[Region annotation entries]

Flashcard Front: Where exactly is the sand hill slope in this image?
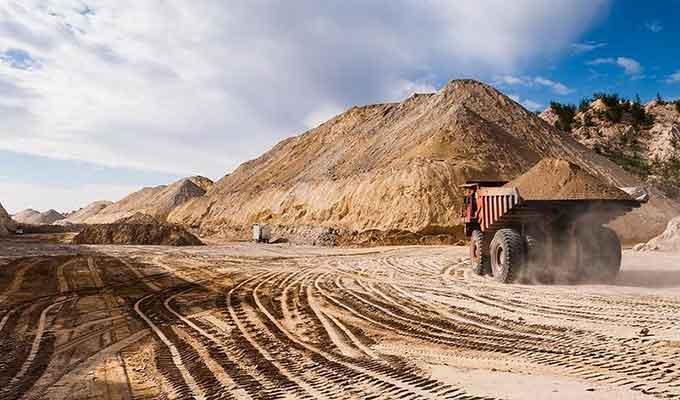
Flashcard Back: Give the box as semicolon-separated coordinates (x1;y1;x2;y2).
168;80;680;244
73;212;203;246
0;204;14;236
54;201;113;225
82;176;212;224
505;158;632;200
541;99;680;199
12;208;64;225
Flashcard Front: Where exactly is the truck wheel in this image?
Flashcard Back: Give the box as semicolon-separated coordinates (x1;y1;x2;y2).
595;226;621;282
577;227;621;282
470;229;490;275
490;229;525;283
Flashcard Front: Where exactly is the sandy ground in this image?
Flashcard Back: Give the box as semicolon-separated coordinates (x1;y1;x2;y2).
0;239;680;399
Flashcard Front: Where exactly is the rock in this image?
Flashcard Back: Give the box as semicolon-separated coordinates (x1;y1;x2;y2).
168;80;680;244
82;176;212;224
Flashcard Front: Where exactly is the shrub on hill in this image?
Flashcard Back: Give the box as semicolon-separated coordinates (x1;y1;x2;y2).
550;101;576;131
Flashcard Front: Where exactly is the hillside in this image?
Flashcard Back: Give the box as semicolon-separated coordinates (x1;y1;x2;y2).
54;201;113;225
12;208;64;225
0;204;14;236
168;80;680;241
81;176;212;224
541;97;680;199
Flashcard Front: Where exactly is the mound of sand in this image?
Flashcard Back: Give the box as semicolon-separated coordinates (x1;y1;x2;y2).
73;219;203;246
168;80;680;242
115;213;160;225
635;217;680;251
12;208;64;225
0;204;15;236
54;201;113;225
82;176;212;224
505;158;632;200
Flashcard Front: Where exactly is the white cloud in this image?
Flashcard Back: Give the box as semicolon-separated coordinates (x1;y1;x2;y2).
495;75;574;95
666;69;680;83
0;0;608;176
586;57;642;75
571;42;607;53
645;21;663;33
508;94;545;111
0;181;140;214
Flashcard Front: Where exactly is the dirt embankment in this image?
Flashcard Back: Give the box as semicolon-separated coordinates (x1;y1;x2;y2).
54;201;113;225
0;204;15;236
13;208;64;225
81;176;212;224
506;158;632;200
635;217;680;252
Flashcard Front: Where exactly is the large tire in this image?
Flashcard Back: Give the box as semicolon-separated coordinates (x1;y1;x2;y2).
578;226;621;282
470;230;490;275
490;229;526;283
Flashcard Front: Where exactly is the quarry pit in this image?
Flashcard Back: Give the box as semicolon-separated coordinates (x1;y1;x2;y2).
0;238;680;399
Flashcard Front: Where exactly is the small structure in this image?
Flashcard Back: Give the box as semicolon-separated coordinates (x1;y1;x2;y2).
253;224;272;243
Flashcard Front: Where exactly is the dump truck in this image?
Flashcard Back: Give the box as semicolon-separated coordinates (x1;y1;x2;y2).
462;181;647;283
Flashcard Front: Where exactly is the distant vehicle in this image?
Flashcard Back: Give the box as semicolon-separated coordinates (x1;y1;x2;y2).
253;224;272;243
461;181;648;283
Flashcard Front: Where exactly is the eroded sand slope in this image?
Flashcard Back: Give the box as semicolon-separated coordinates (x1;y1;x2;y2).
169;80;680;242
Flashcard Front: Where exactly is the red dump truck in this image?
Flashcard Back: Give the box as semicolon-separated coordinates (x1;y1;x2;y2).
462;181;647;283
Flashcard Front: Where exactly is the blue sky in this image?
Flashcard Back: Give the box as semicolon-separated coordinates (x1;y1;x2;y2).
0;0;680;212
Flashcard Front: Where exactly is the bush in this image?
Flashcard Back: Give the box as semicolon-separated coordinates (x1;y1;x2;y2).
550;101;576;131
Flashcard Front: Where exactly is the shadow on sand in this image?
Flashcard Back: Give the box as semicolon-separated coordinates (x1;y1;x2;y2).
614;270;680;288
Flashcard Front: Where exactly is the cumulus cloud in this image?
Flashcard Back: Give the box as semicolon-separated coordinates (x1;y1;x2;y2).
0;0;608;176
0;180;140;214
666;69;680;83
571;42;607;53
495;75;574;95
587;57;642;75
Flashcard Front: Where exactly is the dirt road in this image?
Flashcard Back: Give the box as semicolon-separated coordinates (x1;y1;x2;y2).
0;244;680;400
* * *
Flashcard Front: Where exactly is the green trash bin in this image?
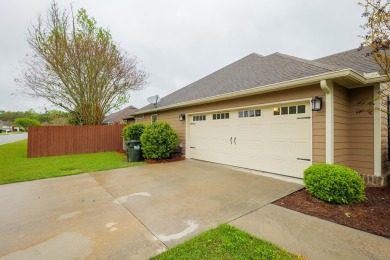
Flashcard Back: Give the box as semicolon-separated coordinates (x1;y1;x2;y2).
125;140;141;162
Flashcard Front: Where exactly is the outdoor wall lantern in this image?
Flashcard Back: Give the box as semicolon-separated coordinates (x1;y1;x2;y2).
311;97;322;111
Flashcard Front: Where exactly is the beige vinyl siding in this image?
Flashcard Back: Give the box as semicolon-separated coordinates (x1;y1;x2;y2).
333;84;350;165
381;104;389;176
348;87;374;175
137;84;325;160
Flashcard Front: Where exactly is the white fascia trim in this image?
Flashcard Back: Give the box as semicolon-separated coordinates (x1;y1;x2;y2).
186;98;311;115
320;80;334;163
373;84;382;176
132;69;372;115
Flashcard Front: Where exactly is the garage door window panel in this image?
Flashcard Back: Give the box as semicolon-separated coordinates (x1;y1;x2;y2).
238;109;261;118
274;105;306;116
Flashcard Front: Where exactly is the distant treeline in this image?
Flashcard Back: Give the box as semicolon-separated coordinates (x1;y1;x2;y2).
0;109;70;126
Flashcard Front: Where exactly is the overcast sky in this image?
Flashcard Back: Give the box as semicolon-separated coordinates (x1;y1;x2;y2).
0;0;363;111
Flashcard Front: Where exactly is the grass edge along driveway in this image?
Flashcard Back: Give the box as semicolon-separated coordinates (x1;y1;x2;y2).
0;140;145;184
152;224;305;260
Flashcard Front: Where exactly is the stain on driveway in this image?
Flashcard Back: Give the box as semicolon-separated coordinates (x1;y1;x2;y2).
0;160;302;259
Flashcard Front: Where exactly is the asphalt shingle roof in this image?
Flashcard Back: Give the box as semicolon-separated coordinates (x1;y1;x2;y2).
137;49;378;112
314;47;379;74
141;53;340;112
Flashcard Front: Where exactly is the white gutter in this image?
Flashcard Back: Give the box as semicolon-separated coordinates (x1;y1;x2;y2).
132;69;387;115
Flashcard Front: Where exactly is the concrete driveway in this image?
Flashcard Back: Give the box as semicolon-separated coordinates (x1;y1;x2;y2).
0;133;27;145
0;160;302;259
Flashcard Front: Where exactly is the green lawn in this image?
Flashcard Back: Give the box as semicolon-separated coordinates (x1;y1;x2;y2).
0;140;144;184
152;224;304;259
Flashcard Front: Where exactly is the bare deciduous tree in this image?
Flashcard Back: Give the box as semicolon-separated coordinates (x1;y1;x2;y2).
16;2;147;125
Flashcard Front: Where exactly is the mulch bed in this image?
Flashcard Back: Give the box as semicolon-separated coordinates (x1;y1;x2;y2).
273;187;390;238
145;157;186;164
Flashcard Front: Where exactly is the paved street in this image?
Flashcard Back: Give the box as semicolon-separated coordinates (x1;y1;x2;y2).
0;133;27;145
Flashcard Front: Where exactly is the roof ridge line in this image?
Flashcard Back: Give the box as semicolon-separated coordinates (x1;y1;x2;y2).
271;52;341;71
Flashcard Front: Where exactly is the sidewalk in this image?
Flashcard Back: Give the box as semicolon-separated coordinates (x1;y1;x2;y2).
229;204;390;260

What is expected:
Output the material as a numbered list, leaving out blank lines, starting at the line that contains "Flashcard Front: Where exactly is the bare" and ending at the line that contains "145;157;186;164".

Answer for this exercise:
1. Flashcard Front: Where exactly is the bare deciduous tree in this image?
2. Flashcard Back: Give the box as semicolon-separated coordinates (x1;y1;x2;y2).
3. 16;2;147;125
4. Flashcard Front: Where exactly is the mulch bed in this image?
5. Flashcard Back: Give the box as semicolon-separated coordinates (x1;y1;x2;y2).
6. 273;187;390;238
7. 145;157;186;164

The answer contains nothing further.